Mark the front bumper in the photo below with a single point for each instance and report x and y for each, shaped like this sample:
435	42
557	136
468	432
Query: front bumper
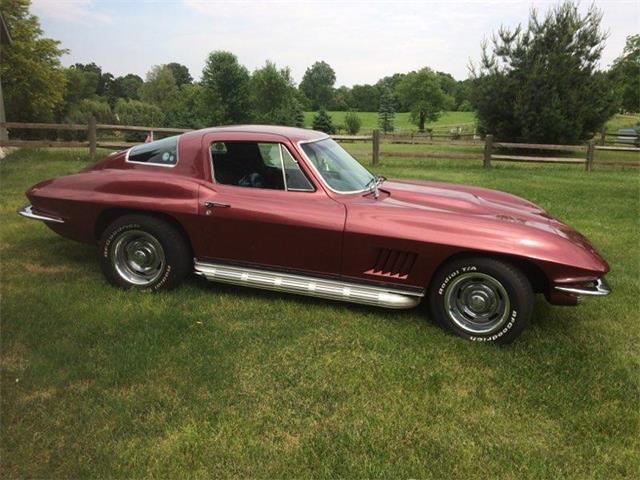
599	288
27	212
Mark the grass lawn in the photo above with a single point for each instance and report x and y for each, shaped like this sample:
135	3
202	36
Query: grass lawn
447	120
216	381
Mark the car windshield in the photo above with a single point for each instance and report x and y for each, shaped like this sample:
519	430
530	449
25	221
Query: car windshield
340	170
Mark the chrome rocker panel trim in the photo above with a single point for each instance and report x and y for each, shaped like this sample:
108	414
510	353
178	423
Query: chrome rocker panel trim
27	212
600	289
307	285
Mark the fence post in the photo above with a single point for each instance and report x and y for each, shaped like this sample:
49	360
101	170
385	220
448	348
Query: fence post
591	148
488	148
375	140
92	136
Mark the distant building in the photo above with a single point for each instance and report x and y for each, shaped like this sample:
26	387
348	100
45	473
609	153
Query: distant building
5	39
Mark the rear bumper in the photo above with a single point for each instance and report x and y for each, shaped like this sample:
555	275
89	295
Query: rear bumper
600	288
28	212
572	294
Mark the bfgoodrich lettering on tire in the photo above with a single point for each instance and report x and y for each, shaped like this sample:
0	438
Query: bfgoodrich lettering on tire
481	299
139	251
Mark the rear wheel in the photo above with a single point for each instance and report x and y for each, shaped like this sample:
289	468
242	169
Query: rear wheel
139	251
481	299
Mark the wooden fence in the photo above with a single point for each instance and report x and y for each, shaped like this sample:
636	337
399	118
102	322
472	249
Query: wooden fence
491	151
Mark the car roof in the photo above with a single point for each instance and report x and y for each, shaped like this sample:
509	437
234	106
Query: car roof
292	133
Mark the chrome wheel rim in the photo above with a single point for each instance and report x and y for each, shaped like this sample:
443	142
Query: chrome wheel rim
138	257
477	303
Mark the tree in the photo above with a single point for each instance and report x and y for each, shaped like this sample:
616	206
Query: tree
299	118
159	87
322	122
462	97
180	73
626	75
387	111
33	82
341	100
449	87
422	93
391	82
226	85
541	84
365	98
352	123
134	112
273	96
190	109
80	84
317	84
81	111
127	86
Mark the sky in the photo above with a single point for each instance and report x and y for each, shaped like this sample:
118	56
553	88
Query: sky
362	40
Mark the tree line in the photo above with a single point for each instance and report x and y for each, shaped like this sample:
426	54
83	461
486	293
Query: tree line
540	82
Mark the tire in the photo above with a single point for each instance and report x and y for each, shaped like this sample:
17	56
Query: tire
481	299
144	252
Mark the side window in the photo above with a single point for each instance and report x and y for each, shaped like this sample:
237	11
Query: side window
296	179
161	152
257	165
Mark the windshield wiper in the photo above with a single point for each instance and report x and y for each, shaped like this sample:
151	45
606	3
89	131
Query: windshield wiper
372	186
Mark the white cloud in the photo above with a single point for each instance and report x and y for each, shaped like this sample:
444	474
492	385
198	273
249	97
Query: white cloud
76	11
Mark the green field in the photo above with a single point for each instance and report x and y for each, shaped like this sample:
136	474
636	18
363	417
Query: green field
447	120
218	382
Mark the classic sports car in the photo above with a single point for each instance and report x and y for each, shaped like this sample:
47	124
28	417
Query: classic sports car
288	209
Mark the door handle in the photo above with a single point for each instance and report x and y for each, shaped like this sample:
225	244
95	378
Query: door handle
209	204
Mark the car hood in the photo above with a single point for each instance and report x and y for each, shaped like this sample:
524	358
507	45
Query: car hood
476	202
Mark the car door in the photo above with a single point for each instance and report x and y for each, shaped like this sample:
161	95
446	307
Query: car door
251	217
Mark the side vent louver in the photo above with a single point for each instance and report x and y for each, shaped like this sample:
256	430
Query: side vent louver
393	263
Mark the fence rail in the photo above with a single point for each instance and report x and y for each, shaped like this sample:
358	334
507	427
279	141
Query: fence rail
488	155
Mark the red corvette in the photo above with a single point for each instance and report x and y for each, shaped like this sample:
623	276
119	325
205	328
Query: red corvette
288	209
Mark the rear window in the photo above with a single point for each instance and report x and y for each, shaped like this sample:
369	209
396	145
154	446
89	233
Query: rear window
161	152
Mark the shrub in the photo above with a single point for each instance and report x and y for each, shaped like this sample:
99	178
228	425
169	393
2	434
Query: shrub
322	121
541	83
352	123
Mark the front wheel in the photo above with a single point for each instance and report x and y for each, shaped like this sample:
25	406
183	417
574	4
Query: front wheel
481	299
144	252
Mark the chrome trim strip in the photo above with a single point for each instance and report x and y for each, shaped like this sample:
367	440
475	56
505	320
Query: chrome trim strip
600	289
308	285
27	212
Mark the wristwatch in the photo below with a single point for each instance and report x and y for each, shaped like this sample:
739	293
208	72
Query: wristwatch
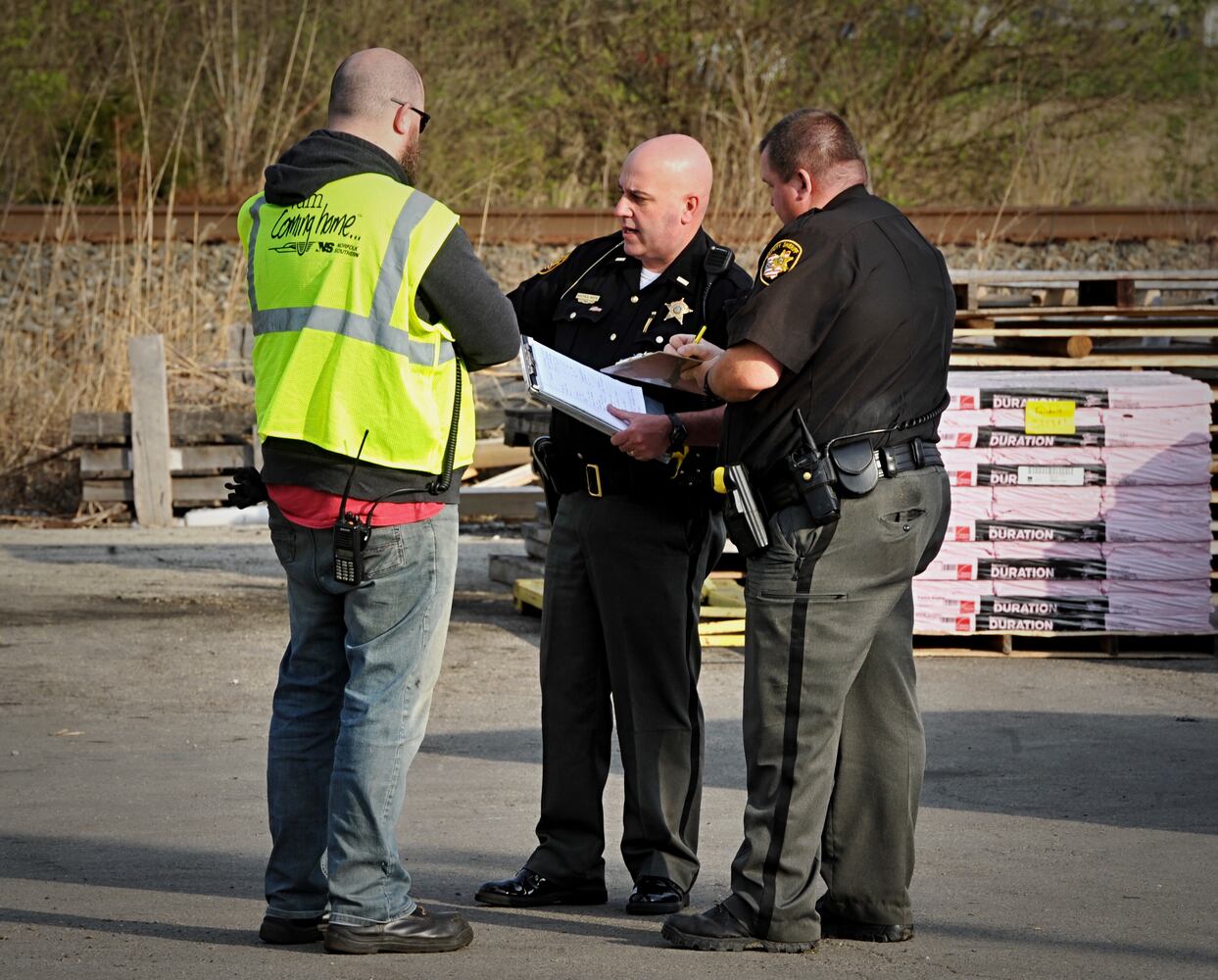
680	433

----

Exercise prompt:
Whenever the word "below" shows up in a line of the entries above, copy that line.

Written response:
Mark the front bumper in the photo below with a single point for each instance and report x and y for each, shaped like this sample:
Mark the wristwatch in the photo below with a single point for each instance and report x and y for each, shaped like this sample:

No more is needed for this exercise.